About this task –
Below are the records; locate each line with the word "white" and copy it.

Point localization data:
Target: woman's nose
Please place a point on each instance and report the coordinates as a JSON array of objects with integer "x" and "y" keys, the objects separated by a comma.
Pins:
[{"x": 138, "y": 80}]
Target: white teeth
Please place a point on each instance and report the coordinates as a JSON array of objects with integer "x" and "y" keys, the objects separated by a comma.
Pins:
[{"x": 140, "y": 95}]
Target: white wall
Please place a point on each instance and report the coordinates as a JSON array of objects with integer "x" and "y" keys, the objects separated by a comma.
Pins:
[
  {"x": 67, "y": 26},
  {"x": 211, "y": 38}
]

---

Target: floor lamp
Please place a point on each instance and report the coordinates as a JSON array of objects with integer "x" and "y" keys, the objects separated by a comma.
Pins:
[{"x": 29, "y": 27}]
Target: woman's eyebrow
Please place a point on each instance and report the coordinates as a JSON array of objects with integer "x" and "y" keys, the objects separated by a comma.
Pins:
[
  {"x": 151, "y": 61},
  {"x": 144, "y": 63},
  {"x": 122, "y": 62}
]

Result of this task –
Target: white teeth
Target: white wall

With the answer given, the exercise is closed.